Problem description
Copy the rows below, starting with the line containing "Return the mask of every instance of the white" and ending with the line containing "POLYGON ((219 27, 211". Include both of those lines, and reproduce every line character for character.
─── Dataset ───
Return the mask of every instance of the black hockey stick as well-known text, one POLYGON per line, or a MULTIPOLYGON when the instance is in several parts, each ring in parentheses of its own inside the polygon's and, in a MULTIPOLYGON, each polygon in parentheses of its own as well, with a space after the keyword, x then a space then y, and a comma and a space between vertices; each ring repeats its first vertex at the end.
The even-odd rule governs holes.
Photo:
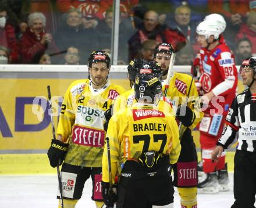
MULTIPOLYGON (((108 137, 106 137, 106 148, 108 150, 108 173, 109 178, 109 188, 108 189, 108 194, 111 195, 113 194, 112 184, 112 173, 111 173, 111 159, 110 158, 110 145, 109 139, 108 137)), ((112 208, 109 206, 106 206, 106 208, 112 208)))
MULTIPOLYGON (((54 120, 52 118, 52 96, 51 95, 51 88, 50 85, 47 86, 47 92, 48 94, 49 104, 50 107, 50 117, 51 117, 51 123, 52 124, 52 137, 54 139, 56 139, 55 135, 55 128, 54 127, 54 120)), ((62 184, 61 182, 61 172, 59 171, 59 164, 57 164, 57 174, 58 174, 58 180, 59 181, 59 195, 61 202, 61 207, 64 208, 64 205, 63 203, 63 198, 62 198, 62 184)))

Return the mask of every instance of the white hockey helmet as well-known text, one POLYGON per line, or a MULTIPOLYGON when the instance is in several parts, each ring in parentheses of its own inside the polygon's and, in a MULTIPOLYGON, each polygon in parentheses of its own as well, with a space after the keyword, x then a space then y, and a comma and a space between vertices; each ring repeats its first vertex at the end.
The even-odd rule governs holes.
POLYGON ((204 17, 204 20, 211 20, 212 23, 216 24, 219 27, 221 33, 222 33, 226 29, 226 21, 224 17, 219 14, 213 13, 207 15, 204 17))
POLYGON ((219 27, 211 20, 204 20, 197 26, 197 33, 205 35, 207 40, 211 35, 214 35, 214 39, 218 39, 221 31, 219 27))

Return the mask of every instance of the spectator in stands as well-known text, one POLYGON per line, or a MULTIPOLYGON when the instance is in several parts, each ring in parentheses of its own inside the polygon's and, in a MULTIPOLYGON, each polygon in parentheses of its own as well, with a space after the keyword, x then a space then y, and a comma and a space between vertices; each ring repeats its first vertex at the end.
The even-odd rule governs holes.
POLYGON ((7 48, 0 46, 0 64, 9 63, 9 50, 7 48))
MULTIPOLYGON (((98 49, 98 34, 91 29, 83 29, 81 26, 82 15, 79 10, 71 9, 67 13, 66 25, 54 34, 56 45, 61 51, 69 47, 76 48, 81 55, 80 62, 86 63, 90 52, 98 49)), ((57 62, 60 62, 61 59, 57 62)))
POLYGON ((9 63, 17 63, 19 48, 13 27, 8 21, 7 6, 0 4, 0 45, 10 51, 9 63))
POLYGON ((38 52, 33 58, 31 62, 34 64, 51 64, 51 56, 44 51, 38 52))
POLYGON ((239 33, 236 36, 236 40, 246 37, 253 44, 251 52, 256 53, 256 12, 251 11, 249 13, 247 24, 243 24, 241 27, 239 33))
POLYGON ((187 38, 187 42, 194 42, 195 34, 195 25, 190 21, 190 8, 187 5, 181 5, 175 9, 175 20, 169 20, 166 22, 172 28, 182 33, 187 38))
MULTIPOLYGON (((202 20, 204 16, 208 13, 208 0, 168 0, 170 3, 170 6, 173 8, 171 12, 175 13, 175 9, 181 5, 189 6, 191 10, 190 15, 190 21, 191 22, 199 22, 202 20)), ((168 18, 170 19, 172 17, 172 13, 168 15, 168 18)), ((174 17, 171 19, 174 19, 174 17)), ((170 25, 172 27, 172 25, 170 25)))
POLYGON ((139 57, 142 43, 149 39, 158 43, 166 42, 171 44, 176 51, 186 45, 186 37, 182 33, 166 25, 160 25, 158 14, 149 10, 145 13, 143 24, 138 27, 138 30, 128 41, 129 60, 139 57))
POLYGON ((65 64, 79 64, 80 55, 79 49, 74 47, 69 47, 65 55, 65 64))
POLYGON ((236 65, 241 65, 243 61, 248 57, 252 56, 251 42, 246 38, 241 38, 237 41, 237 46, 235 52, 236 65))
MULTIPOLYGON (((134 32, 129 19, 119 16, 119 33, 118 44, 118 60, 127 63, 128 46, 127 42, 134 32)), ((95 33, 99 34, 99 46, 100 49, 111 48, 111 36, 113 21, 112 8, 109 8, 106 12, 106 17, 99 21, 96 28, 95 33)))
POLYGON ((148 40, 143 42, 141 48, 141 58, 148 61, 152 60, 154 50, 158 45, 158 43, 154 40, 148 40))
POLYGON ((227 27, 223 33, 227 45, 236 49, 236 35, 239 33, 250 10, 249 0, 209 0, 208 10, 224 16, 227 27))
POLYGON ((191 62, 194 58, 193 49, 190 44, 187 44, 176 53, 176 65, 189 65, 191 66, 191 62))
POLYGON ((82 16, 84 28, 94 28, 99 20, 104 17, 104 13, 112 1, 109 0, 57 0, 57 8, 62 13, 67 13, 70 9, 77 9, 82 16))
POLYGON ((29 28, 20 40, 20 55, 24 63, 31 63, 39 52, 59 52, 51 34, 45 32, 46 18, 41 12, 34 12, 28 17, 29 28))

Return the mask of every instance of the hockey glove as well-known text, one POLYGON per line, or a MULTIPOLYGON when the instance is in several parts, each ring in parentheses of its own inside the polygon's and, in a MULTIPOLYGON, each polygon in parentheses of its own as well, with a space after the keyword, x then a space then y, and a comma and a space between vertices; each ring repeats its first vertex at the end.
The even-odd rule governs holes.
POLYGON ((195 115, 189 107, 186 106, 185 107, 184 106, 179 105, 177 109, 176 117, 182 122, 185 127, 188 127, 194 122, 195 119, 195 115))
POLYGON ((51 166, 55 167, 58 164, 62 164, 68 148, 68 144, 65 144, 58 139, 52 139, 52 144, 47 152, 51 166))
POLYGON ((118 200, 118 195, 116 195, 117 187, 117 184, 113 184, 111 189, 109 190, 109 183, 108 182, 101 181, 103 200, 105 204, 108 207, 113 207, 114 203, 118 200))
POLYGON ((105 118, 106 119, 106 123, 104 123, 104 127, 105 131, 106 131, 108 130, 108 123, 109 122, 110 119, 111 119, 112 116, 112 110, 111 108, 109 108, 106 110, 104 113, 105 118))

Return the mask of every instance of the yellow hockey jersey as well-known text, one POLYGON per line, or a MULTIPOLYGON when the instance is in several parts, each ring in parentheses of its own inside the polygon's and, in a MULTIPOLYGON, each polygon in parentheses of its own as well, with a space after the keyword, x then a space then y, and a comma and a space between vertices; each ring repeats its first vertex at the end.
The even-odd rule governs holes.
MULTIPOLYGON (((177 162, 180 144, 174 116, 161 111, 155 105, 136 103, 115 113, 109 121, 112 182, 127 160, 138 160, 143 152, 155 150, 168 155, 170 163, 177 162)), ((102 181, 109 181, 107 148, 102 158, 102 181)))
MULTIPOLYGON (((177 106, 179 105, 186 105, 191 109, 195 115, 195 119, 193 123, 189 127, 193 130, 204 116, 204 113, 200 110, 200 105, 198 101, 198 94, 195 83, 193 80, 188 102, 186 103, 189 94, 189 87, 192 77, 188 74, 175 72, 170 78, 169 83, 169 88, 166 96, 171 101, 173 106, 177 106)), ((165 84, 163 84, 163 92, 165 90, 165 84)), ((183 127, 183 131, 186 130, 183 127)))
POLYGON ((57 134, 69 144, 65 162, 76 166, 101 167, 105 142, 105 112, 125 92, 108 81, 101 89, 93 88, 88 79, 74 81, 62 105, 57 134))

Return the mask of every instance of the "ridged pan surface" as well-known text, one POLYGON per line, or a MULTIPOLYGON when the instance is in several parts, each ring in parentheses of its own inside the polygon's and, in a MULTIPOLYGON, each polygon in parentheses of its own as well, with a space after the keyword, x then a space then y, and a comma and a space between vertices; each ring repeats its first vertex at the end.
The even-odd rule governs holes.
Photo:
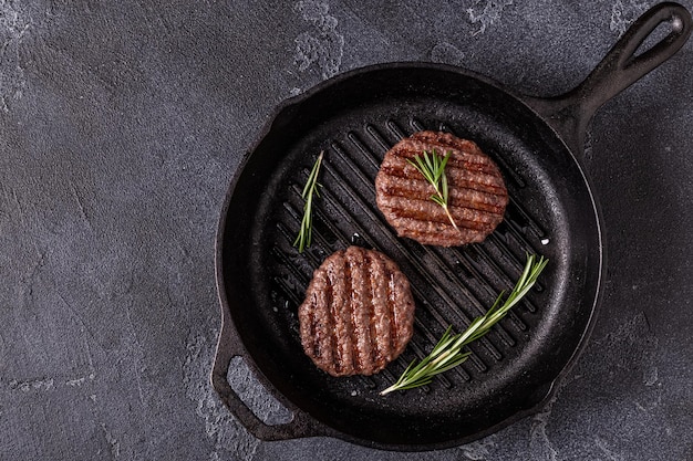
POLYGON ((299 97, 241 166, 224 212, 220 289, 245 358, 289 408, 364 444, 457 444, 525 415, 580 348, 599 297, 599 216, 579 163, 519 99, 453 67, 370 69, 299 97), (399 238, 377 209, 385 151, 424 129, 474 140, 499 166, 510 201, 484 242, 422 245, 399 238), (321 151, 313 243, 299 253, 301 189, 321 151), (350 244, 385 253, 408 277, 414 335, 382 373, 335 378, 303 353, 297 308, 313 270, 350 244), (550 260, 538 285, 464 365, 425 388, 379 395, 448 325, 463 331, 509 291, 527 253, 550 260))

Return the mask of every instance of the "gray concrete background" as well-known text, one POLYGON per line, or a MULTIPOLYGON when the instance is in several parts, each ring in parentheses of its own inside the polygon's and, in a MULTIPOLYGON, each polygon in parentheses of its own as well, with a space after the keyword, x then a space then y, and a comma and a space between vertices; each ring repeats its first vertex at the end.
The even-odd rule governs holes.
───
Answer to this exercise
Return the mask of every instance of the white hockey helmet as well-known text, one POLYGON per line, or a MULTIPOLYGON when the instance is in several parts, each ring in parentheses of its own inside the polygon's and, in a MULTIPOLYGON, each polygon in parentheses of its own as well, with a space after the keyword, x then a space then y, and a comma and a space between vertices; each ring repeats its first vertex at the end.
The even-odd rule governs holes.
POLYGON ((204 17, 204 20, 211 20, 212 23, 216 24, 219 27, 221 33, 222 33, 226 29, 226 21, 224 17, 219 14, 213 13, 207 15, 204 17))
POLYGON ((219 27, 211 20, 204 20, 197 26, 197 33, 205 35, 207 40, 211 35, 214 35, 214 39, 218 39, 221 31, 219 27))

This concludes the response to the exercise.